__WHAT YOU ARE ASKED TO DO__.
Reproduce all records verbatim.

__Entries taken from a collection__.
-*-*-

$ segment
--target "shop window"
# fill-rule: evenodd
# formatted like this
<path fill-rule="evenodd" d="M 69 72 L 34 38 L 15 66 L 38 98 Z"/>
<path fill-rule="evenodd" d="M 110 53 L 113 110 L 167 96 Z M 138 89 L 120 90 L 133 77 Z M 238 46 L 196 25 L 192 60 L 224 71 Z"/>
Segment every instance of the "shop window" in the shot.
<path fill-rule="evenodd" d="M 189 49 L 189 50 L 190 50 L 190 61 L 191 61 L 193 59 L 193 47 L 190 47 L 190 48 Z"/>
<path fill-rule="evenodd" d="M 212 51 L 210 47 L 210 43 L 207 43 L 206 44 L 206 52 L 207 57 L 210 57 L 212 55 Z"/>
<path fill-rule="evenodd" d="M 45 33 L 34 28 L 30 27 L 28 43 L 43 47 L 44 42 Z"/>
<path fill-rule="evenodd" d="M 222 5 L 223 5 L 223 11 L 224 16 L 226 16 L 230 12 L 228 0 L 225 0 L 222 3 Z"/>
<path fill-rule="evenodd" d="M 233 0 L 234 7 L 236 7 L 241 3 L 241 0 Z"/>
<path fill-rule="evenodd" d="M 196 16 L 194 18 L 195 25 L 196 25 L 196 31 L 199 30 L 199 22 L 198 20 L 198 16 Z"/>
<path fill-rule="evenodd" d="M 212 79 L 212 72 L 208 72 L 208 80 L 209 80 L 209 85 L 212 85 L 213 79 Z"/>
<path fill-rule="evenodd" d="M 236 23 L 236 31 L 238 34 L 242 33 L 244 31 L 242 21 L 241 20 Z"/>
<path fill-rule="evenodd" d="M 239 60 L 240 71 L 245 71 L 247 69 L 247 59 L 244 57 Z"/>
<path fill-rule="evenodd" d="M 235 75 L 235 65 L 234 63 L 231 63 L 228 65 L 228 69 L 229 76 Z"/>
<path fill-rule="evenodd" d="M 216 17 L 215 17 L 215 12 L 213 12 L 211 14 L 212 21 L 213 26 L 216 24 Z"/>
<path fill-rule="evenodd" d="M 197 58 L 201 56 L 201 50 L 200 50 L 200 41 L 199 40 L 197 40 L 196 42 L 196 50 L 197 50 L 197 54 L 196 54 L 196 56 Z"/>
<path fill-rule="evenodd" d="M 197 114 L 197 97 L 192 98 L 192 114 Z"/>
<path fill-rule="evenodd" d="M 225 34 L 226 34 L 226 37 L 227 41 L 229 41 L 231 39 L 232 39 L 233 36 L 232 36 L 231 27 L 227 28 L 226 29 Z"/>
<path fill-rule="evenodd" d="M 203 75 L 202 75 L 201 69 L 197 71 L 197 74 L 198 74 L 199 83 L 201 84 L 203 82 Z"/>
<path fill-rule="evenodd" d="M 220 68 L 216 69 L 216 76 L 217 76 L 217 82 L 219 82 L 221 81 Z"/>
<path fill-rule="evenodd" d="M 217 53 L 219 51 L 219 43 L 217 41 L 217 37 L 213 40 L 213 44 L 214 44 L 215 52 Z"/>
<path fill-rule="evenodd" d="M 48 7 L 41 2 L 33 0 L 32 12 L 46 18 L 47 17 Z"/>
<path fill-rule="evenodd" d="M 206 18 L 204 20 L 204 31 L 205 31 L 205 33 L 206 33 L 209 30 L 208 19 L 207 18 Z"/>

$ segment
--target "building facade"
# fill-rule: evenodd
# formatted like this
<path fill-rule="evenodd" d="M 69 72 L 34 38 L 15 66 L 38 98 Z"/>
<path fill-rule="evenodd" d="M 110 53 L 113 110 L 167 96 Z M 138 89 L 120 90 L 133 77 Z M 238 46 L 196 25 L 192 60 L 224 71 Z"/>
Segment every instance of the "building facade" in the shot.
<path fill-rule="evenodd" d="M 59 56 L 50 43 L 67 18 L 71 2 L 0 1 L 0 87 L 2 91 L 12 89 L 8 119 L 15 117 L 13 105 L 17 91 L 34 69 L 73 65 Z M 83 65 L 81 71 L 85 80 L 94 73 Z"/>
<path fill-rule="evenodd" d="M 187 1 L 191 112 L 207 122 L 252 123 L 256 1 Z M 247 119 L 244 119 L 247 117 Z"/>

-*-*-

__ANSWER TO THE PROBLEM__.
$ segment
--target "shop window"
# fill-rule: evenodd
# formatted like this
<path fill-rule="evenodd" d="M 69 72 L 34 38 L 15 66 L 38 98 Z"/>
<path fill-rule="evenodd" d="M 110 53 L 113 110 L 167 96 Z M 138 89 L 120 90 L 133 77 Z M 238 46 L 196 25 L 192 60 L 224 71 Z"/>
Segment every instance of the "shop window" in the shot.
<path fill-rule="evenodd" d="M 189 49 L 189 50 L 190 50 L 190 61 L 191 61 L 193 59 L 193 47 L 190 47 L 190 48 Z"/>
<path fill-rule="evenodd" d="M 212 51 L 210 47 L 210 43 L 207 43 L 206 44 L 206 52 L 207 57 L 210 57 L 212 55 Z"/>
<path fill-rule="evenodd" d="M 45 33 L 34 28 L 30 27 L 28 43 L 43 47 L 44 42 Z"/>
<path fill-rule="evenodd" d="M 222 5 L 223 5 L 223 11 L 224 16 L 226 16 L 230 12 L 228 0 L 225 0 L 222 3 Z"/>
<path fill-rule="evenodd" d="M 233 0 L 234 7 L 236 7 L 241 3 L 241 0 Z"/>
<path fill-rule="evenodd" d="M 196 16 L 194 18 L 195 25 L 196 25 L 196 31 L 199 30 L 199 22 L 198 20 L 198 16 Z"/>
<path fill-rule="evenodd" d="M 212 79 L 212 72 L 208 72 L 208 80 L 209 80 L 209 85 L 212 85 L 213 79 Z"/>
<path fill-rule="evenodd" d="M 236 23 L 236 31 L 238 34 L 242 33 L 244 31 L 242 21 L 241 20 Z"/>
<path fill-rule="evenodd" d="M 239 60 L 240 71 L 245 71 L 247 69 L 247 59 L 244 57 Z"/>
<path fill-rule="evenodd" d="M 235 75 L 235 65 L 234 63 L 231 63 L 228 65 L 228 69 L 229 76 Z"/>
<path fill-rule="evenodd" d="M 216 17 L 215 17 L 215 12 L 213 12 L 211 14 L 212 21 L 213 26 L 216 24 Z"/>
<path fill-rule="evenodd" d="M 197 58 L 201 56 L 201 50 L 200 50 L 200 41 L 199 40 L 197 40 L 196 42 L 196 50 L 197 50 L 197 54 L 196 54 L 196 56 Z"/>
<path fill-rule="evenodd" d="M 197 114 L 197 97 L 192 98 L 192 114 Z"/>
<path fill-rule="evenodd" d="M 225 34 L 226 34 L 226 37 L 227 41 L 229 41 L 231 39 L 232 39 L 233 36 L 232 36 L 231 27 L 227 28 L 226 29 Z"/>
<path fill-rule="evenodd" d="M 203 75 L 202 75 L 201 69 L 197 71 L 197 74 L 198 74 L 199 83 L 201 84 L 203 82 Z"/>
<path fill-rule="evenodd" d="M 220 68 L 216 69 L 216 76 L 217 76 L 217 82 L 219 82 L 221 81 Z"/>
<path fill-rule="evenodd" d="M 217 53 L 219 51 L 219 43 L 217 41 L 217 37 L 213 40 L 213 44 L 214 44 L 215 52 Z"/>
<path fill-rule="evenodd" d="M 48 7 L 41 2 L 33 0 L 32 12 L 46 18 L 47 17 Z"/>
<path fill-rule="evenodd" d="M 206 18 L 204 20 L 204 31 L 205 31 L 205 33 L 206 33 L 209 30 L 208 19 L 207 18 Z"/>

$ segment
--target "building facade"
# fill-rule: evenodd
# formatted like this
<path fill-rule="evenodd" d="M 69 72 L 34 38 L 15 66 L 38 98 Z"/>
<path fill-rule="evenodd" d="M 110 53 L 113 110 L 167 96 Z M 138 89 L 120 90 L 133 77 Z M 238 46 L 196 25 L 192 60 L 224 71 Z"/>
Segment every instance of the "building facade" in the shot.
<path fill-rule="evenodd" d="M 59 56 L 50 43 L 67 18 L 71 2 L 0 1 L 0 87 L 2 91 L 12 89 L 8 119 L 15 117 L 13 105 L 17 91 L 34 69 L 73 65 Z M 83 65 L 81 71 L 85 80 L 94 73 Z"/>
<path fill-rule="evenodd" d="M 187 1 L 191 112 L 207 122 L 252 123 L 256 1 Z M 247 119 L 244 119 L 247 117 Z"/>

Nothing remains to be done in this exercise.